_WHAT THE TASK ASKS:_ Put each line of the records below into a Markdown table with the columns "Row" and "Line". Number the rows in order and leave out any blank lines.

_DATA RECORDS:_
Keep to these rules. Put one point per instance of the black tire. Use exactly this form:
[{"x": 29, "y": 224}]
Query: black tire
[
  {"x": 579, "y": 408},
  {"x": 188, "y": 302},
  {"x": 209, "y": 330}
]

_TASK SOLUTION:_
| Row | Line |
|---|---|
| 1 | Keep to these rules. Put one point per instance of the black tire. Use exactly this form: |
| 2 | [{"x": 29, "y": 224}] |
| 3 | Query: black tire |
| 4 | [ |
| 5 |   {"x": 579, "y": 408}, |
| 6 |   {"x": 188, "y": 302}, |
| 7 |   {"x": 209, "y": 330} |
| 8 | ] |